Dataset entries:
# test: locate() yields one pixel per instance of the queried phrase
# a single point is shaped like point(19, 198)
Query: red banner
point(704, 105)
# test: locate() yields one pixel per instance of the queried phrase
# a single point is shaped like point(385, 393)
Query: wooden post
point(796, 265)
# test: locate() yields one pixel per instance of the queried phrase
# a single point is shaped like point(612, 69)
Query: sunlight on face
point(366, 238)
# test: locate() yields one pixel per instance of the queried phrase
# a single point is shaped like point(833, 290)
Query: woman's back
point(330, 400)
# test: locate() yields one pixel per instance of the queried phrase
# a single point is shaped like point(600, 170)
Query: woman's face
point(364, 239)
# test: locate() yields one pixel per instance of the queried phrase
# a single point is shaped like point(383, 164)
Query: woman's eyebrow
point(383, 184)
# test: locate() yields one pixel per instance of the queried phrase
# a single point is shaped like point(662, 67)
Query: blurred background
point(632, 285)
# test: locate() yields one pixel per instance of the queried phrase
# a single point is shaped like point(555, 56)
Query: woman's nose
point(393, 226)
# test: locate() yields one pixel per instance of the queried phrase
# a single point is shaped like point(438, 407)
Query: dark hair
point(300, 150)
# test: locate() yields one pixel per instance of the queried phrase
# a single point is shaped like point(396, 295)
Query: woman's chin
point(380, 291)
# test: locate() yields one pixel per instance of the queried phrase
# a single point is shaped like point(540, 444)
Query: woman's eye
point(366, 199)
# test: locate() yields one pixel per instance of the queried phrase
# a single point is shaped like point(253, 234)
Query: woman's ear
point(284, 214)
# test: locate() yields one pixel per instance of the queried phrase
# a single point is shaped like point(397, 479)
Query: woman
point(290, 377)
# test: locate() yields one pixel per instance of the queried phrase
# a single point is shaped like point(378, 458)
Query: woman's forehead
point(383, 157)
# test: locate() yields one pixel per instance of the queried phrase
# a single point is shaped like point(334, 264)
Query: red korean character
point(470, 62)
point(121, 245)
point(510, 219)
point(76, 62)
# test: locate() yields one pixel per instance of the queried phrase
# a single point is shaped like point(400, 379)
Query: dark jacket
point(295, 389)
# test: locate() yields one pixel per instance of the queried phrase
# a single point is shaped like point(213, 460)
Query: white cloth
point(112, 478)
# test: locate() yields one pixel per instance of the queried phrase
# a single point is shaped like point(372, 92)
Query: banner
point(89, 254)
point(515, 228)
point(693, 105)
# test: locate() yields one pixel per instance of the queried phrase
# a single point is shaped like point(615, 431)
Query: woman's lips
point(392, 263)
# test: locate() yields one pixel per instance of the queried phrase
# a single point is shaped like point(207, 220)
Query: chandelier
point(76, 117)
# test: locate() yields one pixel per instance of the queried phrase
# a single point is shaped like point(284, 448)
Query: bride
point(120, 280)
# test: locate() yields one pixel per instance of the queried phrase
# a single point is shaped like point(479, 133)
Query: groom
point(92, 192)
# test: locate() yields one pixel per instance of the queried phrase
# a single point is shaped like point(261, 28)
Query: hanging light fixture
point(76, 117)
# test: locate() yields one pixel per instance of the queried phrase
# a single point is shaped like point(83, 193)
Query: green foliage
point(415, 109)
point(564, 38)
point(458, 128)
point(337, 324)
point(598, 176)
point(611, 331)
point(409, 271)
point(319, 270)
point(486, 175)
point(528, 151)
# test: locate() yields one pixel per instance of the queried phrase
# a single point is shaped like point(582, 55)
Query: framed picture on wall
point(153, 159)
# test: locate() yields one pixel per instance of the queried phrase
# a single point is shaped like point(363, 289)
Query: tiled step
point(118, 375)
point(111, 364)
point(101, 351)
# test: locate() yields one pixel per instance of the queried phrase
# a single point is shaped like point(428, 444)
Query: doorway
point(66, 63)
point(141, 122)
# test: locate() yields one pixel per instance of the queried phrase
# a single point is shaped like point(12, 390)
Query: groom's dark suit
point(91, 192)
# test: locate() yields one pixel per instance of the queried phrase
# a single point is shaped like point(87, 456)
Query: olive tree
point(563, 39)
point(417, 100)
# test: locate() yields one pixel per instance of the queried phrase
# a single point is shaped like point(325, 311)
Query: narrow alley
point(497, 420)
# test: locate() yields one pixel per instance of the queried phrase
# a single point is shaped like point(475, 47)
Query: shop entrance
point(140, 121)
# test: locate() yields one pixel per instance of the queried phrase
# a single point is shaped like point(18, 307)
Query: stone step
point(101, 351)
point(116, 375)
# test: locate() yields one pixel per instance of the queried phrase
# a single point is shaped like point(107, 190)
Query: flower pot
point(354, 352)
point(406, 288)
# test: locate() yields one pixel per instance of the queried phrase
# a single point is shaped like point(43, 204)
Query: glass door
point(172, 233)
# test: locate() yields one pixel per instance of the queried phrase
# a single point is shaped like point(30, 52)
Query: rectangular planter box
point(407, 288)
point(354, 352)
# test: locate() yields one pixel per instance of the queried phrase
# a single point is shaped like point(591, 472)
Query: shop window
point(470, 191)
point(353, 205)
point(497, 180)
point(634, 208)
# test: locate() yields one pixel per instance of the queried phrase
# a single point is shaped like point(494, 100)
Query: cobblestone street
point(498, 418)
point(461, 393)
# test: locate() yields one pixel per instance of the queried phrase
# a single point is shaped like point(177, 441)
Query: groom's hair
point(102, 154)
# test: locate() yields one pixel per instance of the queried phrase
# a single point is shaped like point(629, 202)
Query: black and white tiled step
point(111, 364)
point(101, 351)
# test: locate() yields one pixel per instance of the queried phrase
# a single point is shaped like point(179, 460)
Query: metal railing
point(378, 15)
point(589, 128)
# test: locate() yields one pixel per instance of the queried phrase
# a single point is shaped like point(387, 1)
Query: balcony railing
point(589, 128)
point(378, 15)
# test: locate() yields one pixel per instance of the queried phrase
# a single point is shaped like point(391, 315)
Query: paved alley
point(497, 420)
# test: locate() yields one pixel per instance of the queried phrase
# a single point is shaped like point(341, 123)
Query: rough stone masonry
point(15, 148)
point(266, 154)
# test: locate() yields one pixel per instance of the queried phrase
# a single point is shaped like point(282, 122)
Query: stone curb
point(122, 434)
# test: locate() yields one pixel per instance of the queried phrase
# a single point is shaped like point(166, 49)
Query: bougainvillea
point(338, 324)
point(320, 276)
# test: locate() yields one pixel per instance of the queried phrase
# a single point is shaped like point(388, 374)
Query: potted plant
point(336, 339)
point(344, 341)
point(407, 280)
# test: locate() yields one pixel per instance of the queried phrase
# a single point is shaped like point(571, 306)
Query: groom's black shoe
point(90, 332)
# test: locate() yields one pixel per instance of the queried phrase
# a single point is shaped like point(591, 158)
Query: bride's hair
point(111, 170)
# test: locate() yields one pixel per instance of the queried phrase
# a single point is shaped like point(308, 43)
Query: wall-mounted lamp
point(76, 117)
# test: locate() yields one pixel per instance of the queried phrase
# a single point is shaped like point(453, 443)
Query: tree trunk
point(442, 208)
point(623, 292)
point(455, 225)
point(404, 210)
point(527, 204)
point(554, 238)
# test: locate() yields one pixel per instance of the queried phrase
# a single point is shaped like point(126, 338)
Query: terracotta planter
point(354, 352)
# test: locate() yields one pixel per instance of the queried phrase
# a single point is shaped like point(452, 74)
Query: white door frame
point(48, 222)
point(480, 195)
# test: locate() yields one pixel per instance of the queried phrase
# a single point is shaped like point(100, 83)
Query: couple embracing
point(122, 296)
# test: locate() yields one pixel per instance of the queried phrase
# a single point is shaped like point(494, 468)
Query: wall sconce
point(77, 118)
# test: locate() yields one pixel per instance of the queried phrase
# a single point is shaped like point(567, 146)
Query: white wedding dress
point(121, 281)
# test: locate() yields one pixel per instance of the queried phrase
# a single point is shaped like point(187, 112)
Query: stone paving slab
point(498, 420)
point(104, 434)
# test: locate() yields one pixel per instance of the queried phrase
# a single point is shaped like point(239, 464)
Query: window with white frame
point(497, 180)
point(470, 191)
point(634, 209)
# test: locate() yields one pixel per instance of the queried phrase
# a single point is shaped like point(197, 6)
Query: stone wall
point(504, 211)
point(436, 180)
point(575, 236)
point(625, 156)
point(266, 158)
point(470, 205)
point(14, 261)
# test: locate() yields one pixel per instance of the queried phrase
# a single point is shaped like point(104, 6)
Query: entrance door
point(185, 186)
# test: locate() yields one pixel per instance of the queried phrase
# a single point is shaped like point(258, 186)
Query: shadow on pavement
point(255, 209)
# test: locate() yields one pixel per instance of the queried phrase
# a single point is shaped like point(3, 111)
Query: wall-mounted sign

• [Prompt]
The lines needed are the ones from the first line of the entries through the line that contains "# a single point is shaped like point(612, 69)", given again without any change.

• [Answer below]
# test: locate() yields one pixel per instance of the queried phrase
# a single point is shaped like point(19, 198)
Query: red banner
point(704, 105)
# test: locate() yields one pixel per instance of the queried phrase
# a single point is shaped like point(385, 393)
Query: wooden post
point(796, 265)
# test: locate() yields one pixel per instance of the queried phrase
# a single point is shaped like point(612, 69)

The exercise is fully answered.